Using the information ::
(1) Write out the stretch of the excerpt on Antony Blinken's visit to India from "Unlike India, the" through "early as 2015.".
(2) In the excerpt on Antony Blinken's visit to India, what did Blinken say democracy was wherever the system exists?
:: Excerpt ::
Unlike India, the US does not have a territorial dispute with China

Although the visiting US secretary of state, Antony Blinken, brought up human rights concerns as slated (especially in the context of the CAA which is tilted against a particular religious community, and also rights violations in Kashmir), these were no different from anxieties which are staple fare in India’s intense domestic debates since the first Modi government took office in 2014, occasioning former US president Barack Obama to speak of a “democracy deficit” as early as 2015.

Even so, Mr Blinken engaged in no rhetoric. He did not lecture. He did not permit the question of human rights to become headline news. Showing statesmanship, the visitor noted that democracy was a “work in progress” wherever the system was in existence, including in his own country. This was an indirect acknowledgment of the tawdry events of January this year when far right thugs assaulted Capitol Hill, threatening America’s 250-year-old democracy. What’s more, the secretary of state spoke of the “free thinking” people of India and the successful system of voting in this country, which is a tribute.
:::
:: Source material ::
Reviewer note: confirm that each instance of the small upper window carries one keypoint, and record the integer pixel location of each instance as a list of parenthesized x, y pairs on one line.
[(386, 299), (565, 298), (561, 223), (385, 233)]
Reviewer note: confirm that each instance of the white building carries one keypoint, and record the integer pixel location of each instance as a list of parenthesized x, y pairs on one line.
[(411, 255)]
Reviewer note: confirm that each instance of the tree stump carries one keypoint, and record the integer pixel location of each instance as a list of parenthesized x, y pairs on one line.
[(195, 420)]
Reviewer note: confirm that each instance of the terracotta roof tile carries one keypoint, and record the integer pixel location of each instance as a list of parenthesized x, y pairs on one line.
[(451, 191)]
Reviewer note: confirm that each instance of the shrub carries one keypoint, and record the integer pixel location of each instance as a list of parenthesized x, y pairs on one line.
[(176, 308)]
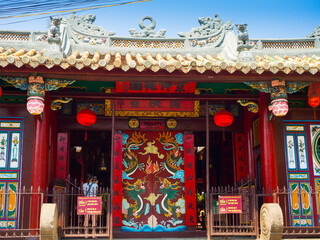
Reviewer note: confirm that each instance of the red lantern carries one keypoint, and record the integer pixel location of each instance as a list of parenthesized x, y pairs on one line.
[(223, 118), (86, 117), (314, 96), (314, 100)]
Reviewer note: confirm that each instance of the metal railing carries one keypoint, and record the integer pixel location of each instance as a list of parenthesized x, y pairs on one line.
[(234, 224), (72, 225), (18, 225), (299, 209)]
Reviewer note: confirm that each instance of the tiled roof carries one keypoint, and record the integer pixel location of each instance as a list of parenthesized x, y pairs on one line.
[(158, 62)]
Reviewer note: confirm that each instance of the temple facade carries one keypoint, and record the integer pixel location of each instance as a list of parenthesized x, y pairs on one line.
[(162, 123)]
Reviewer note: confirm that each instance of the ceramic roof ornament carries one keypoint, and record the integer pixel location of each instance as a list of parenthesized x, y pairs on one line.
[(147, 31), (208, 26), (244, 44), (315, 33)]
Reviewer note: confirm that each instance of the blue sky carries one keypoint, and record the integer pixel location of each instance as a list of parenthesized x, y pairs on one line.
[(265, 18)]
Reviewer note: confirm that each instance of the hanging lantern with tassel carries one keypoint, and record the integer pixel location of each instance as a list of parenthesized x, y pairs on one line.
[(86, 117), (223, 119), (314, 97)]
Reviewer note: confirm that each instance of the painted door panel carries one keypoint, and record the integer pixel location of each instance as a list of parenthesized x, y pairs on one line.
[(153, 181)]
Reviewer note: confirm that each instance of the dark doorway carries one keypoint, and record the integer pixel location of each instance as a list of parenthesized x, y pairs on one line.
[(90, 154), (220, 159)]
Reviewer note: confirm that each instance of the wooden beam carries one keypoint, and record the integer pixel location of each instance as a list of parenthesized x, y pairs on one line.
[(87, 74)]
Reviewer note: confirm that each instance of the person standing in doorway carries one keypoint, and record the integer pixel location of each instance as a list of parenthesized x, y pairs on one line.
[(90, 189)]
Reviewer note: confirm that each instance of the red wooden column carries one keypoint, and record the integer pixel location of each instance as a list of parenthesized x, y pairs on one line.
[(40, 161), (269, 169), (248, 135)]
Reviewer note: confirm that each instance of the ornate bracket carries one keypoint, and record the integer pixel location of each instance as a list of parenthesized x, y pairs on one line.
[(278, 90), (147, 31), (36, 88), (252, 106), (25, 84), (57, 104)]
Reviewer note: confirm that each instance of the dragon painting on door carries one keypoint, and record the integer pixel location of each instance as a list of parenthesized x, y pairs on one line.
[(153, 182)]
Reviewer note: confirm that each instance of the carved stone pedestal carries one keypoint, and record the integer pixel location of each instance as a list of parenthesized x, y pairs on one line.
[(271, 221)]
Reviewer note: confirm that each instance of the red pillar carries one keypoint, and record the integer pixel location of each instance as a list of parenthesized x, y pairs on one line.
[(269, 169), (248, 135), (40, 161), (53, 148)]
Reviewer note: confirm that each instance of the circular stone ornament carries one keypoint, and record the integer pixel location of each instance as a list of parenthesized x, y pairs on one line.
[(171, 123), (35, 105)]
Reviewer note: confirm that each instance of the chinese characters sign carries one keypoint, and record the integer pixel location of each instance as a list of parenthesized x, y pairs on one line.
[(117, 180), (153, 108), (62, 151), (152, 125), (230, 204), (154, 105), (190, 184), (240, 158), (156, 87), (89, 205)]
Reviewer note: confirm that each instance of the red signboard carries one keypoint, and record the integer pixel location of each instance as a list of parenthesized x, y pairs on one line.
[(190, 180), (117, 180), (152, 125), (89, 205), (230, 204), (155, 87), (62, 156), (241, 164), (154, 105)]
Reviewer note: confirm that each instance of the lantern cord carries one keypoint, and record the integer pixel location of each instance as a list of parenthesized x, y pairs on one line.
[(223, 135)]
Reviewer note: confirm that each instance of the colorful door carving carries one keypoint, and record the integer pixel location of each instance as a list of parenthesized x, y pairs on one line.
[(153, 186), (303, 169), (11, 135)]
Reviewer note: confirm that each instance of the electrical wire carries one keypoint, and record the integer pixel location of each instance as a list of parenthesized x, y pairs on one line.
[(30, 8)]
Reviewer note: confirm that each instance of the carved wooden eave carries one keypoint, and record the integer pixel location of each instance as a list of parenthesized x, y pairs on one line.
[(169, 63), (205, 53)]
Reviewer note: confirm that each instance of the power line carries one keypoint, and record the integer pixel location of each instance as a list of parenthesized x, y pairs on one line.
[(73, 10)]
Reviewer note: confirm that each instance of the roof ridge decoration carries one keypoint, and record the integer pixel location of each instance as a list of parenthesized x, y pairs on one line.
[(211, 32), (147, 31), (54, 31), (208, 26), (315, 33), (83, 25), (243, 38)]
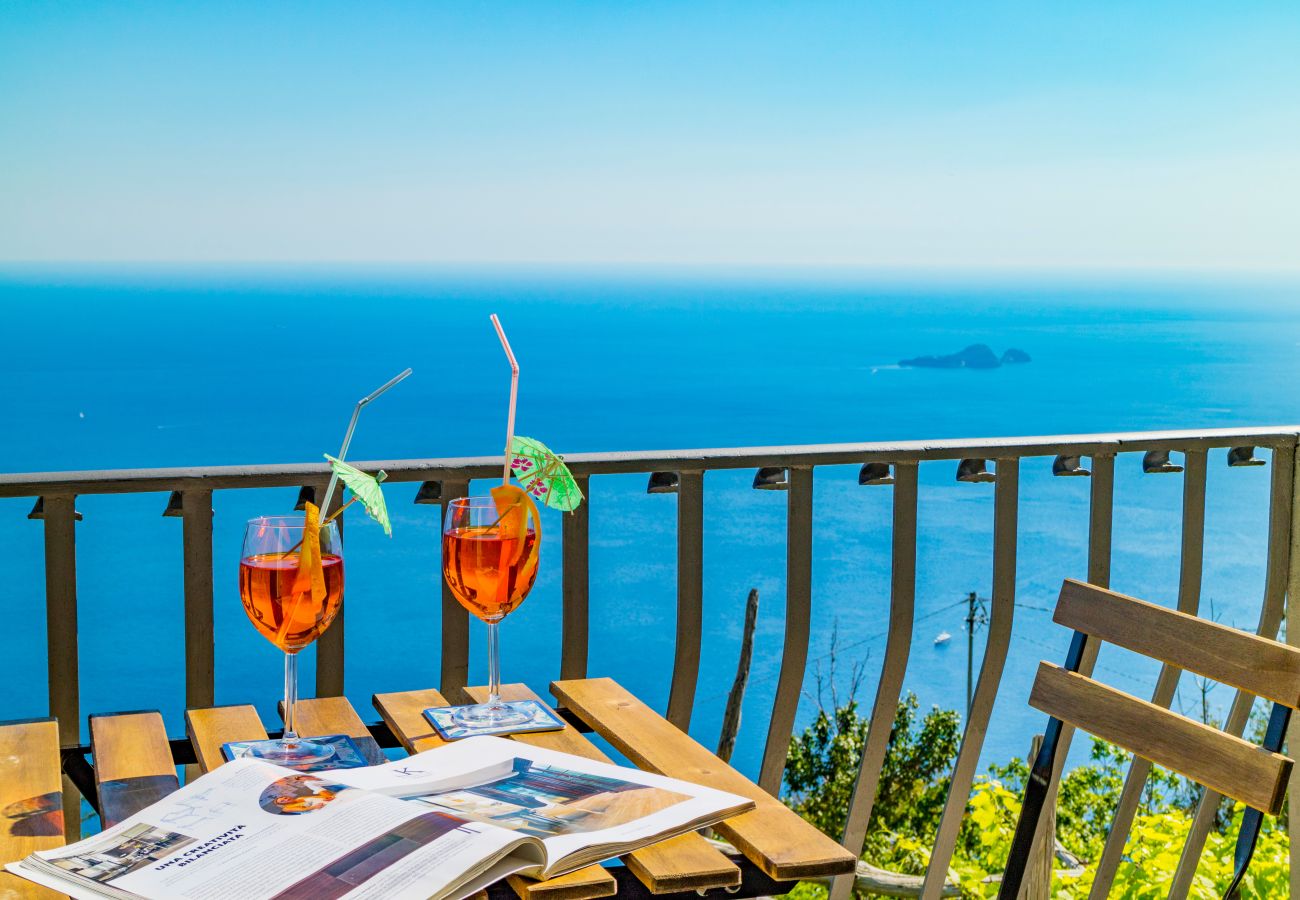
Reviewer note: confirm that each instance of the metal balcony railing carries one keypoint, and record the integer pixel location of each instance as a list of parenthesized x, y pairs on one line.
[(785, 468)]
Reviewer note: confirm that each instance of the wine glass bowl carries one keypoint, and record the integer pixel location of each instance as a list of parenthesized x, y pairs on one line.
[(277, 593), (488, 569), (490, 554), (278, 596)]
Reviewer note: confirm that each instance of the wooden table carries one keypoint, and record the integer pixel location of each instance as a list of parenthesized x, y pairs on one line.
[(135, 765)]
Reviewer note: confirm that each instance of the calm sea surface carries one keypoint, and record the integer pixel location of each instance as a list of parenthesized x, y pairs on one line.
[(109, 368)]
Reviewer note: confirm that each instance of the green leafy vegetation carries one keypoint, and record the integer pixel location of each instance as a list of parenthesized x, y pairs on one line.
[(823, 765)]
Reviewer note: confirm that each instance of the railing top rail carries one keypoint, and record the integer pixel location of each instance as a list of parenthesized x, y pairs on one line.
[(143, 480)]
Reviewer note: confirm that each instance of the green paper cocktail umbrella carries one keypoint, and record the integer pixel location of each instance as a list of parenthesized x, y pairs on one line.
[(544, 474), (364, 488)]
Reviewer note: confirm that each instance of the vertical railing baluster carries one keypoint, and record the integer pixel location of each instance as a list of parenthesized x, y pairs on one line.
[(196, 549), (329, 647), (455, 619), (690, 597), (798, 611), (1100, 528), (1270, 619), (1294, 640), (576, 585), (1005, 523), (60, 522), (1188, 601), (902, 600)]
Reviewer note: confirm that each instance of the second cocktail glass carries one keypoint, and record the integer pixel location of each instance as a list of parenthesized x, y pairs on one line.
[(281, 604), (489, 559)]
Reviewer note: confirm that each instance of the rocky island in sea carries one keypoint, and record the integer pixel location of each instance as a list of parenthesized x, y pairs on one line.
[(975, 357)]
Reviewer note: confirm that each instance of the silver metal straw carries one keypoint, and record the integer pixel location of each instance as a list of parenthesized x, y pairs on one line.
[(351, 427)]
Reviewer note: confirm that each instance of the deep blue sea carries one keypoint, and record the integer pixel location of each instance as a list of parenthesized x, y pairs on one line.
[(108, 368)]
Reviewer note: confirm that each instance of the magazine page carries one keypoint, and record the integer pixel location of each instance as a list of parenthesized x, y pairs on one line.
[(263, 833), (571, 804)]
:::
Task-by-task answers ::
(1)
Unlike India, the US does not have a territorial dispute with China

Although the visiting US secretary of state, Antony Blinken, brought up human rights concerns as slated (especially in the context of the CAA which is tilted against a particular religious community, and also rights violations in Kashmir), these were no different from anxieties which are staple fare in India’s intense domestic debates since the first Modi government took office in 2014, occasioning former US president Barack Obama to speak of a “democracy deficit” as early as 2015.

(2) He called it a "work in progress," including in his own country.